##### Given entries #####

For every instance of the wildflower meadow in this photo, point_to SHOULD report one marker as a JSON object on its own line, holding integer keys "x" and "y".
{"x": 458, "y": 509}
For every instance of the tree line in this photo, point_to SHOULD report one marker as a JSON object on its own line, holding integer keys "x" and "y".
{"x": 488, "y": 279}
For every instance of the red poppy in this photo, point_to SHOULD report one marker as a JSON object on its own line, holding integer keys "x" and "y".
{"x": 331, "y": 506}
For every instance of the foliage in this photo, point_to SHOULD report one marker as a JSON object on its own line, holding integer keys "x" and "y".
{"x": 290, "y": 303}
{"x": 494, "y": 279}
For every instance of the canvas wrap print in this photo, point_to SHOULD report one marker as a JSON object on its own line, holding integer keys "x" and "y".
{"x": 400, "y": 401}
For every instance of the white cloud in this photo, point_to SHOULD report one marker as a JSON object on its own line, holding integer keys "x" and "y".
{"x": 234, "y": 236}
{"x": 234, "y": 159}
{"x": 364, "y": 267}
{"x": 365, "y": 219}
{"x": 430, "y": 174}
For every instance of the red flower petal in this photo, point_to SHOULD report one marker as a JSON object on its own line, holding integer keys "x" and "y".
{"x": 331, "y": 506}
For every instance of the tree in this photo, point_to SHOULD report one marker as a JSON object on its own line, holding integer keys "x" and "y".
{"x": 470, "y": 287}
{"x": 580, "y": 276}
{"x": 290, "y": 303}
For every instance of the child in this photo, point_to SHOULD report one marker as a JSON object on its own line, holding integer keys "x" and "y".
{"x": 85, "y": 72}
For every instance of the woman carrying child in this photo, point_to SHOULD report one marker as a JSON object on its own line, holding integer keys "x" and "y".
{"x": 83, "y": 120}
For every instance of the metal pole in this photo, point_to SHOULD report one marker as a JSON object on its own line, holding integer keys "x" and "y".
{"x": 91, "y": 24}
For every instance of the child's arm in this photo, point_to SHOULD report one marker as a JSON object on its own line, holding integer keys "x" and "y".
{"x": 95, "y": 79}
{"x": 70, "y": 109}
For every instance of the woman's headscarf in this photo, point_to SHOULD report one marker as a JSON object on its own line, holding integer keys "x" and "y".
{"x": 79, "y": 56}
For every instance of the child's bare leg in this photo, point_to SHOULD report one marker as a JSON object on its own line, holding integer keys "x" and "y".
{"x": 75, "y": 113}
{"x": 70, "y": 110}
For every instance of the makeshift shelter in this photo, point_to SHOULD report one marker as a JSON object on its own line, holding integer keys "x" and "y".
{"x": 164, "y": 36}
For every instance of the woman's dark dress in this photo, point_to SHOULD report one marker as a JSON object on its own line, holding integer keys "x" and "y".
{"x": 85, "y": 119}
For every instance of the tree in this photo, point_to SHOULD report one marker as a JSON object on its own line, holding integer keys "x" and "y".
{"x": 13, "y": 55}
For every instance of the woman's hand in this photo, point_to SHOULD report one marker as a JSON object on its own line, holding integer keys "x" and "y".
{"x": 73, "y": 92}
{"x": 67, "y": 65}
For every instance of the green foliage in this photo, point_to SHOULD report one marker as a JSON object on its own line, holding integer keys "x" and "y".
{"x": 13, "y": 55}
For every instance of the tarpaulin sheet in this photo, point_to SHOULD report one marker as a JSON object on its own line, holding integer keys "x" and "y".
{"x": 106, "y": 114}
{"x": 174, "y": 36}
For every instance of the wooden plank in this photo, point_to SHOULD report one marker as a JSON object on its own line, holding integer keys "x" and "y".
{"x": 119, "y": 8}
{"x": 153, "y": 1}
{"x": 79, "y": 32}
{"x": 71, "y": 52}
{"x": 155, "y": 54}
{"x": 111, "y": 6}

#####

■ **Problem requirements**
Print the records again, exactly as they stand above.

■ **Solution for this task**
For every instance of the wildflower meadow in this photo, point_to SHOULD report one marker as a JSON object on its own line, holding integer keys "x" and "y".
{"x": 458, "y": 509}
For every instance of the tree line in this photo, point_to SHOULD report one marker as a JSON object on its own line, holding integer keys "x" and "y".
{"x": 488, "y": 279}
For every instance of the red poppy in this photo, point_to SHOULD report one marker as a JSON object on its own line, holding integer keys "x" and "y".
{"x": 331, "y": 506}
For every instance of the foliage in this photo, point_to SHOULD report one marker as a JSON object on its own line, holding integer keys "x" and "y".
{"x": 290, "y": 303}
{"x": 494, "y": 279}
For every instance of the canvas wrap print in this photo, point_to SHOULD report one marker as a JSON object on its own line, holding integer keys "x" and "y".
{"x": 400, "y": 401}
For every instance of the white cloud in this photo, point_to SHOULD report one marker as a JSON object on its own line, holding integer keys "x" and "y".
{"x": 234, "y": 236}
{"x": 234, "y": 159}
{"x": 364, "y": 267}
{"x": 365, "y": 219}
{"x": 430, "y": 174}
For every instance of the red flower petal in this photo, point_to SHOULD report one marker as a JSON object on its own line, holding integer keys "x" and "y".
{"x": 331, "y": 506}
For every instance of the tree in this photo, point_to SHOULD report one marker as a JSON object on its own line, holding integer keys "x" and "y".
{"x": 470, "y": 287}
{"x": 580, "y": 276}
{"x": 290, "y": 303}
For every instance of the child in this photo, point_to SHOULD report one marker as a JSON object on its own line, holding integer keys "x" and "y".
{"x": 85, "y": 72}
For every instance of the woman carrying child in this photo, point_to SHOULD report one marker as a JSON object on its own line, holding integer keys "x" and "y".
{"x": 83, "y": 120}
For every instance of the metal pole in this photo, point_to SHOULD report one marker as a JSON object on its own line, holding integer keys "x" and "y".
{"x": 91, "y": 24}
For every instance of the child's arm in this photo, point_to SHOULD report one marker as a JSON object on its own line, holding integer keys "x" and "y".
{"x": 95, "y": 79}
{"x": 70, "y": 109}
For every instance of the woman's headscarf in this photo, point_to SHOULD report one marker as a JSON object on its own line, holding integer keys "x" and "y".
{"x": 79, "y": 56}
For every instance of the child's bare leg in this photo, point_to SHOULD report one marker as a JSON object on its own line, holding integer keys "x" and "y".
{"x": 75, "y": 113}
{"x": 70, "y": 110}
For every instance of the makeshift shelter in this photo, point_to SHOULD report one marker as a JSON object on its own line, holding integer keys "x" and "y".
{"x": 164, "y": 36}
For every instance of the woman's dark dress in this photo, point_to SHOULD report one marker as a JSON object on its own line, holding integer keys "x" and "y".
{"x": 85, "y": 119}
For every instance of the tree in this photo, point_to SHOULD report one marker as a JSON object on its own line, holding integer keys "x" and "y".
{"x": 13, "y": 55}
For every instance of the woman's hand in this photo, point_to SHOULD report one marker as a JSON object on its own line, holding integer keys "x" and "y".
{"x": 73, "y": 92}
{"x": 67, "y": 65}
For every instance of the green foliage in this photo, point_to SHOULD report one marker as a JSON object on its own line, holding integer keys "x" and "y".
{"x": 13, "y": 55}
For every instance of the tarpaulin sheet in this photo, point_to SHOULD report one marker as a JSON object on its own line, holding integer keys "x" and "y".
{"x": 106, "y": 114}
{"x": 174, "y": 36}
For every instance of the wooden plank in this photo, point_to SHOULD report one marker as a JSON object on its own line, holding integer keys "x" and "y".
{"x": 119, "y": 8}
{"x": 153, "y": 1}
{"x": 79, "y": 32}
{"x": 71, "y": 52}
{"x": 155, "y": 54}
{"x": 111, "y": 6}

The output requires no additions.